● **Records shown**:
>> START

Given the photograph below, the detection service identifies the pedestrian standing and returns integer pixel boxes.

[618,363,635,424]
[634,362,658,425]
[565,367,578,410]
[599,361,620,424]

>> END

Lay out each line of the material above as a Markdown table with the columns Row and Line. Number the rows in order and skip blank lines.

● **Output**:
| Row | Line |
|---|---|
| 1 | Given the photograph below, the detection service identifies the pedestrian standing and returns integer pixel boxes. |
| 2 | [618,363,635,424] |
| 3 | [634,362,658,425] |
| 4 | [565,367,578,410] |
| 5 | [599,361,620,424] |